## Begin Stored rows
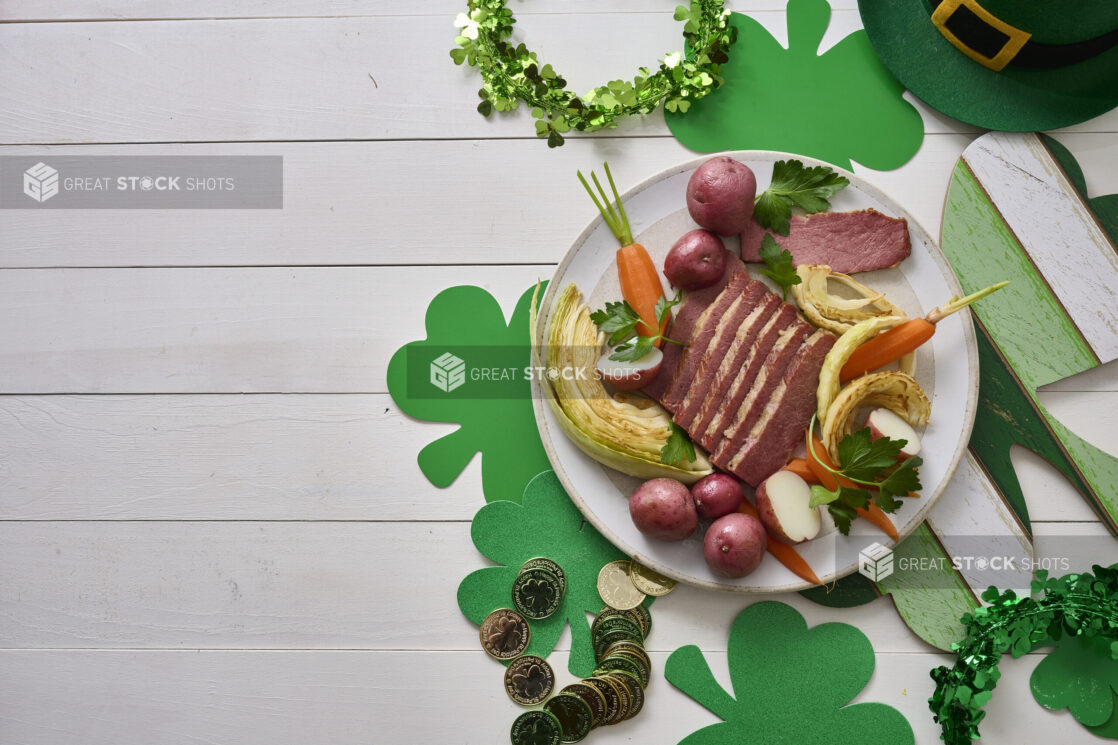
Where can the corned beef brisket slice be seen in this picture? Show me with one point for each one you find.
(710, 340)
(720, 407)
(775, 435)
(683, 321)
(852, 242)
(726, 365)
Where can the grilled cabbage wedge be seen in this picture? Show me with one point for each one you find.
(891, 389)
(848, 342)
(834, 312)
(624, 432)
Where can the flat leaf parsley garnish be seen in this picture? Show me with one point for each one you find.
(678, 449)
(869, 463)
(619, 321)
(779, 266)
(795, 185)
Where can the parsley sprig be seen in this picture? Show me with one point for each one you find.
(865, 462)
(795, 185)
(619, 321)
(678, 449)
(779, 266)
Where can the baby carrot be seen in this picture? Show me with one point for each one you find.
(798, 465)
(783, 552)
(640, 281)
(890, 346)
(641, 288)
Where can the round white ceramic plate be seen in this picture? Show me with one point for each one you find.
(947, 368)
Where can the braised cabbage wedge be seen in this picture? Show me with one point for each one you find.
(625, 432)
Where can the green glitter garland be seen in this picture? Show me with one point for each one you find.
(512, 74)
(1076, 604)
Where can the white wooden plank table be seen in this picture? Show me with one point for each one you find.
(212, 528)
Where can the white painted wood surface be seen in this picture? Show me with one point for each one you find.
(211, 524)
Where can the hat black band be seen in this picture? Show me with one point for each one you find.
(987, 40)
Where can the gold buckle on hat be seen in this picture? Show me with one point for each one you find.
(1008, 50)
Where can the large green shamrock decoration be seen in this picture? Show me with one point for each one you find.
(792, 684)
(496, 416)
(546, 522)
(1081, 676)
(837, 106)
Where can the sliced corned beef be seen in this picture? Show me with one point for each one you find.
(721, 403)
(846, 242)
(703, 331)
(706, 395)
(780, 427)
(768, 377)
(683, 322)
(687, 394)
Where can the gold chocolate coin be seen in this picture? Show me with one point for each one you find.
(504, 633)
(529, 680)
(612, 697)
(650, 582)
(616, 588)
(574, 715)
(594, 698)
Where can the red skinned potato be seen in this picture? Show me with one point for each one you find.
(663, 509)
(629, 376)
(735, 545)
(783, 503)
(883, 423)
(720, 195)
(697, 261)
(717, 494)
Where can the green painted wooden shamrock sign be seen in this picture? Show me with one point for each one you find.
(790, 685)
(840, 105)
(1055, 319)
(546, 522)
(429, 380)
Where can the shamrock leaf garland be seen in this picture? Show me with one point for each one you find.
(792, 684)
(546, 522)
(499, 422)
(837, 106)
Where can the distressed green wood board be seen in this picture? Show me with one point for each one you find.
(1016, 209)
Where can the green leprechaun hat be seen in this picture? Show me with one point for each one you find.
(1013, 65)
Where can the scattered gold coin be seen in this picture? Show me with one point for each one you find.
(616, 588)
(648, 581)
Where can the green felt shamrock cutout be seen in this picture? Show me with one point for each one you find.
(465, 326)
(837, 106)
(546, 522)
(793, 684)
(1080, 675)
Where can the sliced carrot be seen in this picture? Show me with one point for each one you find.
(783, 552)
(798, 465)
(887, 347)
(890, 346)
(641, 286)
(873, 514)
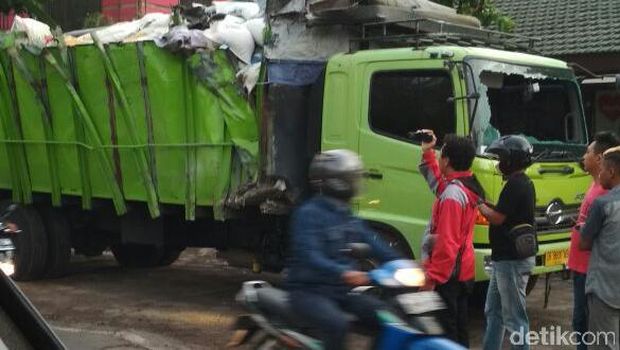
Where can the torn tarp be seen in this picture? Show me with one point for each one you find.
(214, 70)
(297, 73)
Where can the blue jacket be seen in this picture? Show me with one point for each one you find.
## End Stored rows
## Begin Stored rows
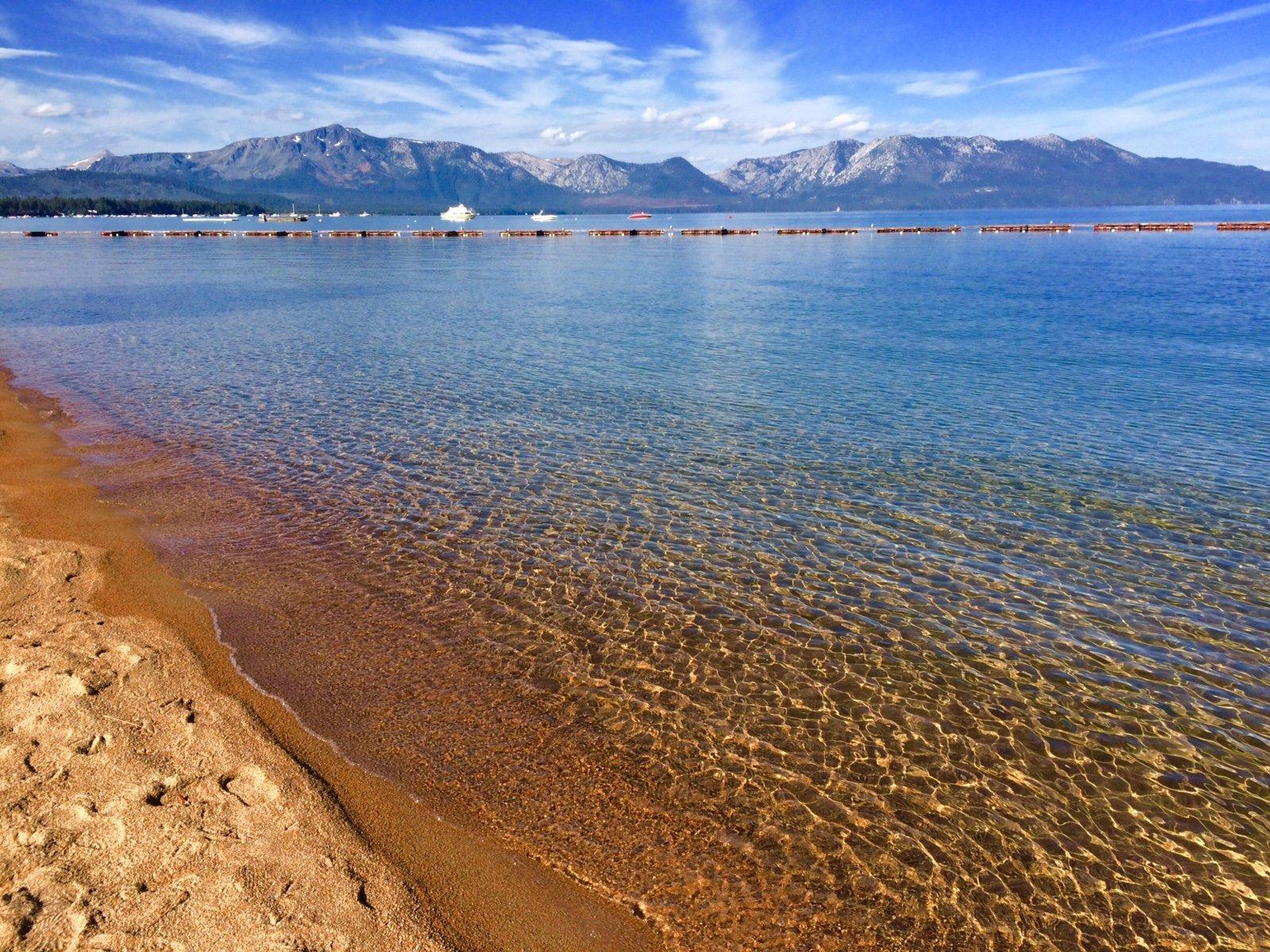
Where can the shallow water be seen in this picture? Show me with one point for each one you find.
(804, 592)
## End Stored rows
● **Requirement**
Pull out every line in both blocks above that contains the word "sliced" and copy each one in full.

● **Output for this task**
Where can the sliced corned beef be seen in this picture? Show me with one point for each one you find.
Where can the sliced carrot be seen in this picture? Show me with one point for each one you find.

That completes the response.